_Reading text_

“You can’t always get what you want,” The Rolling Stones sang. “But sometimes, you get what you need.”
That’s how we feel about our May Visionary Gardens issue. It’s not exactly the issue we planned. Both our When & Where and Watch pages are a bit thin. And yet, it’s the issue all of us need right now as we continue to shelter in place amid the coronavirus. As we hunker down, it’s the perfect time to “cultivate our gardens,” as Voltaire would say, literally and metaphorically. So we have a story about the trend to revive the wartime victory garden by planting summer and fall vegetables for greater self-sustenance. Doug, our in-house Dionysus, shows you how to make wine at home. Cami tells you how to make your homes sanctuaries for plants and cut flowers. Jeremy clues you into terrific takeout (and curbside pickup). Ellen Easton, tea expert extraordinaire, offers everything you ever wanted to know about the beverage (and then some) while helping you personalize a virtual afternoon tea that can be as formal or informal as you’d like.
Of course, when it comes to home and gardens, some of us are less green thumbs than all thumbs, as you’ll see in our opening essay in which we explore the perils of plant parenting — particularly for us Athena types, warrior goddesses with mothering issues. This kind of story — in which one thing (plant parenting) really stands in for another (the complex parent-child bond) — is, of course, the essence of WAG: We’re a sophisticated, cultural luxury lifestyle magazine. In times of stress, you can’t lose sight of who you are. But like flora and the fauna that feed on them, you adapt to changing times. And so, as always, we balance the purposeful with the escapist.

_Source data_

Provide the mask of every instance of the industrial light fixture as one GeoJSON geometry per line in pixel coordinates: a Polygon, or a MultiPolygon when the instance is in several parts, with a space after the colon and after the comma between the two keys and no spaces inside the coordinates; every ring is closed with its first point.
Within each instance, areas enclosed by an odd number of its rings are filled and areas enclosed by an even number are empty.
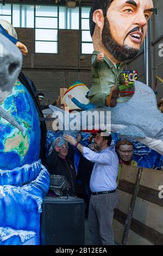
{"type": "Polygon", "coordinates": [[[66,5],[67,8],[75,8],[77,6],[77,1],[76,0],[66,1],[66,5]]]}

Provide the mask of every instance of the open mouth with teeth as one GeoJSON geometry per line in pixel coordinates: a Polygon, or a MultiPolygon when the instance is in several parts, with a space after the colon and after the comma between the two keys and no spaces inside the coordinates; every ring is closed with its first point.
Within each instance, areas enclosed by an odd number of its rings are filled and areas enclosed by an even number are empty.
{"type": "Polygon", "coordinates": [[[131,39],[132,41],[133,41],[134,42],[136,42],[137,44],[140,44],[143,36],[143,34],[142,33],[135,32],[130,34],[129,36],[131,39]]]}

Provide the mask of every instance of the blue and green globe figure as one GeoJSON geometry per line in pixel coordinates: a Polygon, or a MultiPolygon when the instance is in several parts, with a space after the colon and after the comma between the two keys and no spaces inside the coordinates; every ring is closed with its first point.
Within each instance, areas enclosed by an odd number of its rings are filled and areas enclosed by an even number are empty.
{"type": "Polygon", "coordinates": [[[39,245],[41,204],[49,179],[39,159],[39,115],[18,81],[0,106],[23,129],[0,117],[0,245],[39,245]]]}

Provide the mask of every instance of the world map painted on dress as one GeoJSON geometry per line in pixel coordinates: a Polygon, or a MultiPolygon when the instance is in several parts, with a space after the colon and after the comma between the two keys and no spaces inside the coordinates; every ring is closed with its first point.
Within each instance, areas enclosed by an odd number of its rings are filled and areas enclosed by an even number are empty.
{"type": "Polygon", "coordinates": [[[12,169],[38,160],[40,121],[27,89],[16,81],[11,94],[1,106],[21,125],[23,132],[0,117],[0,169],[12,169]]]}

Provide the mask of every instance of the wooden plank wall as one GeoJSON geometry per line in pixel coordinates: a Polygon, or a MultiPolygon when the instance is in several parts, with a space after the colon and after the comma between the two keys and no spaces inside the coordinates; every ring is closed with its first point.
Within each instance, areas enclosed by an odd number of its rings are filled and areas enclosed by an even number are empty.
{"type": "MultiPolygon", "coordinates": [[[[119,204],[115,210],[113,229],[115,241],[122,244],[124,225],[130,206],[139,168],[123,166],[118,186],[119,204]]],[[[163,199],[159,187],[163,172],[143,168],[127,245],[163,245],[163,199]]]]}

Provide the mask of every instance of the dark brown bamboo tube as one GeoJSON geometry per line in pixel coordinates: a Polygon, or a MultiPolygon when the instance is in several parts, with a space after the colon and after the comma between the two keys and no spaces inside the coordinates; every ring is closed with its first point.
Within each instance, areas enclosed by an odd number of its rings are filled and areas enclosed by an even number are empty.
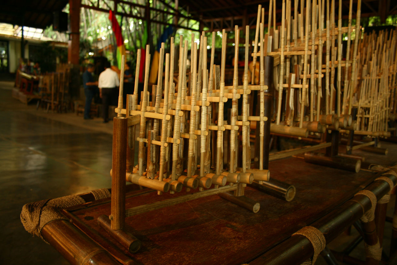
{"type": "MultiPolygon", "coordinates": [[[[388,175],[395,184],[397,179],[388,175]]],[[[376,181],[366,189],[372,192],[379,199],[390,188],[384,181],[376,181]]],[[[368,197],[362,194],[354,196],[353,200],[345,202],[331,213],[310,224],[323,232],[327,242],[330,242],[360,218],[371,207],[368,197]]],[[[300,235],[291,237],[262,255],[249,263],[250,265],[281,265],[301,264],[313,254],[312,243],[304,236],[300,235]]]]}
{"type": "Polygon", "coordinates": [[[375,210],[375,222],[376,225],[376,232],[379,239],[379,244],[382,247],[383,243],[383,234],[386,222],[386,212],[387,204],[377,204],[375,210]]]}
{"type": "MultiPolygon", "coordinates": [[[[238,168],[237,170],[241,171],[242,169],[238,168]]],[[[267,181],[270,177],[270,171],[268,169],[246,169],[247,172],[252,173],[254,175],[254,180],[255,181],[267,181]]],[[[250,183],[251,184],[251,183],[250,183]]]]}
{"type": "Polygon", "coordinates": [[[395,201],[394,202],[394,213],[392,219],[391,227],[391,239],[390,240],[390,256],[393,253],[397,253],[397,196],[396,196],[395,201]]]}
{"type": "Polygon", "coordinates": [[[271,178],[262,184],[254,181],[251,185],[256,189],[287,202],[293,200],[296,194],[295,186],[271,178]]]}
{"type": "Polygon", "coordinates": [[[231,173],[227,171],[224,171],[221,173],[221,175],[225,176],[227,182],[231,182],[232,183],[240,183],[240,174],[239,173],[231,173]]]}
{"type": "Polygon", "coordinates": [[[198,186],[198,180],[195,178],[182,175],[178,178],[178,181],[181,183],[184,187],[187,188],[195,189],[198,186]]]}
{"type": "MultiPolygon", "coordinates": [[[[376,225],[375,220],[373,220],[368,223],[361,222],[361,227],[364,232],[364,242],[367,246],[366,248],[370,247],[376,244],[378,242],[378,234],[376,233],[376,225]]],[[[379,264],[379,260],[377,260],[368,255],[365,258],[365,264],[366,265],[377,265],[379,264]]]]}
{"type": "Polygon", "coordinates": [[[329,167],[348,170],[357,173],[360,171],[361,161],[340,156],[326,156],[322,154],[305,153],[304,161],[307,163],[329,167]]]}
{"type": "Polygon", "coordinates": [[[119,265],[105,250],[66,220],[48,223],[44,239],[73,265],[119,265]]]}
{"type": "Polygon", "coordinates": [[[357,156],[356,155],[348,155],[346,154],[341,153],[338,155],[339,156],[341,156],[343,157],[349,157],[350,158],[353,158],[354,159],[358,159],[361,161],[361,162],[364,162],[365,161],[365,157],[364,156],[357,156]]]}
{"type": "MultiPolygon", "coordinates": [[[[268,120],[264,122],[264,134],[263,137],[263,169],[267,169],[269,168],[269,154],[270,152],[269,144],[270,140],[270,125],[272,124],[270,117],[272,114],[272,108],[273,104],[273,65],[274,58],[273,56],[266,56],[264,57],[265,77],[264,84],[268,86],[268,90],[265,90],[264,112],[265,117],[268,117],[268,120]]],[[[258,92],[259,93],[259,92],[258,92]]],[[[258,104],[257,108],[259,109],[259,97],[258,98],[258,104]]],[[[259,110],[257,113],[259,113],[259,110]]],[[[259,121],[256,123],[257,128],[259,128],[259,121]]],[[[256,146],[257,148],[254,149],[255,159],[254,159],[255,167],[259,168],[259,130],[257,130],[257,135],[255,138],[256,142],[256,146]]]]}
{"type": "Polygon", "coordinates": [[[337,119],[339,121],[339,128],[346,128],[347,126],[347,122],[349,119],[347,117],[342,116],[341,117],[337,117],[337,119]]]}
{"type": "Polygon", "coordinates": [[[235,196],[229,192],[220,193],[218,195],[224,199],[255,213],[259,211],[260,208],[258,202],[244,196],[235,196]]]}
{"type": "Polygon", "coordinates": [[[196,179],[198,181],[198,186],[201,188],[209,188],[212,184],[212,180],[206,177],[200,177],[198,175],[192,176],[192,178],[196,179]]]}
{"type": "Polygon", "coordinates": [[[113,142],[112,166],[112,229],[117,230],[124,226],[125,219],[125,179],[127,164],[127,119],[113,118],[113,142]]]}
{"type": "Polygon", "coordinates": [[[177,192],[180,192],[182,190],[183,185],[182,183],[177,181],[173,181],[171,179],[163,179],[163,181],[170,183],[170,188],[171,190],[177,192]]]}
{"type": "Polygon", "coordinates": [[[165,181],[160,181],[158,179],[151,179],[144,176],[139,176],[136,173],[125,174],[125,180],[129,182],[137,184],[150,188],[167,192],[170,190],[170,183],[165,181]]]}
{"type": "Polygon", "coordinates": [[[370,152],[375,154],[378,154],[380,155],[385,155],[385,156],[389,153],[389,150],[387,148],[381,148],[380,147],[375,147],[375,146],[364,146],[360,148],[360,150],[365,151],[366,152],[370,152]]]}
{"type": "Polygon", "coordinates": [[[335,122],[335,117],[331,114],[320,115],[320,118],[318,121],[323,124],[332,125],[335,122]]]}
{"type": "Polygon", "coordinates": [[[101,227],[128,250],[129,252],[135,253],[141,248],[141,241],[132,234],[124,229],[114,230],[110,228],[110,220],[106,215],[102,215],[98,217],[98,222],[101,227]]]}
{"type": "Polygon", "coordinates": [[[227,180],[227,178],[226,177],[226,176],[217,175],[214,173],[208,173],[206,175],[206,177],[211,178],[212,180],[213,184],[220,186],[224,186],[226,185],[226,182],[227,180]]]}
{"type": "Polygon", "coordinates": [[[240,182],[246,184],[251,184],[254,181],[254,174],[250,172],[238,172],[240,174],[240,182]]]}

_Exercise brief_
Copy out everything in the editor's note on the May Visionary Gardens issue from "Of course, when" down to "with the escapist.", word for word.

_Response for this exercise_
Of course, when it comes to home and gardens, some of us are less green thumbs than all thumbs, as you’ll see in our opening essay in which we explore the perils of plant parenting — particularly for us Athena types, warrior goddesses with mothering issues. This kind of story — in which one thing (plant parenting) really stands in for another (the complex parent-child bond) — is, of course, the essence of WAG: We’re a sophisticated, cultural luxury lifestyle magazine. In times of stress, you can’t lose sight of who you are. But like flora and the fauna that feed on them, you adapt to changing times. And so, as always, we balance the purposeful with the escapist.